▸ Excerto do texto
********************
18/12/2020

VinteVinte - 159 (XI & XII, com duas ilustrações deluxe)



    XI


    Pessoas como Jacinto Xavier Damas Peres gostam muito de viajar por comboio ferroviário. À janela, é como cinema total. A pressa perde importância ou até significação. É mais ser elegante & parecer cultivado, de comboio para algures longe de casa, sobretudo se bem longe de casa. As grandes potestades mundiais nunca dispensaram – antes nela se fundamentaram – uma extensa, profícua & proficiente rede ferroviária. A Inglaterra é, historicamente, paradigma de tal asserção.
********************
▸ Linhas fornecidas
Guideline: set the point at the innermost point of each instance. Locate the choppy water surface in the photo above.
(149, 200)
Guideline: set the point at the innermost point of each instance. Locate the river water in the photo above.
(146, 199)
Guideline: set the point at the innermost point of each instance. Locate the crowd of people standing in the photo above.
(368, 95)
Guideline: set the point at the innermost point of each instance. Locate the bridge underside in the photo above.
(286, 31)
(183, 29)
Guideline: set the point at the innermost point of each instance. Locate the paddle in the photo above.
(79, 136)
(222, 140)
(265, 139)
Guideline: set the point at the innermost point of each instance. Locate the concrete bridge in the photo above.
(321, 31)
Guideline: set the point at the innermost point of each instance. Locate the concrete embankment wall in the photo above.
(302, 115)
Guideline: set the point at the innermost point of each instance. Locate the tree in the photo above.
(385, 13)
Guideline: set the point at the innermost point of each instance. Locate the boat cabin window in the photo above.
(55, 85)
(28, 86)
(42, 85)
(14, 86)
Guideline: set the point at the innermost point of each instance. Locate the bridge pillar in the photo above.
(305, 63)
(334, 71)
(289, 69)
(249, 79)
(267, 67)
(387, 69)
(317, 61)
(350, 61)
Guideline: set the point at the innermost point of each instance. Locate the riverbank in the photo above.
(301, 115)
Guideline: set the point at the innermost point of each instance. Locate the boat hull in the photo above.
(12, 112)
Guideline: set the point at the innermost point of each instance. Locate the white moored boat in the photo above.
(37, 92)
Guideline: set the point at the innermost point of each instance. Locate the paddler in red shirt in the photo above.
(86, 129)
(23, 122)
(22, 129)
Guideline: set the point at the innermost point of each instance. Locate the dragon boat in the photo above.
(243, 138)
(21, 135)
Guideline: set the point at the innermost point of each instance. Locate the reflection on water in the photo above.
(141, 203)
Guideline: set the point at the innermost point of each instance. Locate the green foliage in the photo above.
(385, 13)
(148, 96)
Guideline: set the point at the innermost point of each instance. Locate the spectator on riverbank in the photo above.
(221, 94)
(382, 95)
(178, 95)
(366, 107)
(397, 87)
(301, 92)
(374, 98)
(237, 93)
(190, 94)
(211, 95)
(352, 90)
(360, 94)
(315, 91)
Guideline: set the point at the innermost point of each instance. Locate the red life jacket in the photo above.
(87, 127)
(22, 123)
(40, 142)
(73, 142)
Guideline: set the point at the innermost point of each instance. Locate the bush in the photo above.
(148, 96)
********************
▸ Requisitos das tarefas
1. No texto sobre viagens de comboio, reescreve o trecho desde "VinteVinte - 159" até "de tal asserção." e muda o nome "Inglaterra" para "Alemanha".
2. Prossegue o texto sobre viagens de comboio a partir do ponto em que termina.

▸ Resultados finais
1.
VinteVinte - 159 (XI & XII, com duas ilustrações deluxe)



    XI


    Pessoas como Jacinto Xavier Damas Peres gostam muito de viajar por comboio ferroviário. À janela, é como cinema total. A pressa perde importância ou até significação. É mais ser elegante & parecer cultivado, de comboio para algures longe de casa, sobretudo se bem longe de casa. As grandes potestades mundiais nunca dispensaram – antes nela se fundamentaram – uma extensa, profícua & proficiente rede ferroviária. A Alemanha é, historicamente, paradigma de tal asserção.

2.
    Jacinto deveras goza os ferrotransitivos. Como a solidão, em vez de pesar-lhe, sempre lhe foi espécie de levitação, ei-lo amiúde em movediço curso sobre carris. Não é que o chame qualquer afazer alhures. O ponto é tão-só o gosto-de-ir em amigável contraponto ao prazer-de-voltar. Muitos aplicam poupanças em investimentos, ou roupas, ou sapatos, ou bicicletas pró-aeróbicas, ou brasileiras, ou coiso. Jacinto Xavier Damas Peres poupa até no essencial para que lhe reste aberto o mapa de apeadeiros, aos quais aliás desce nunca.
    Compreendo-o bem. Também gosto do que ele tanto gosta. Cheguei a fazê-lo diariamente – mas por necessidade profissional, valha a verdade. Como já, hélas!, me não afligem precisões laborais externas, fico em casa a vê-los, aos comboios, chegando & partindo lá em baixo, na Estação Velha, cujo nome oficial é Coimbra-B – e cuja inauguração festiva ocorreu – sopra-me Jacinto – a cem anos do meu nascimento: 1864. Tenho apenas de confirmar o acerto desta sua alegação.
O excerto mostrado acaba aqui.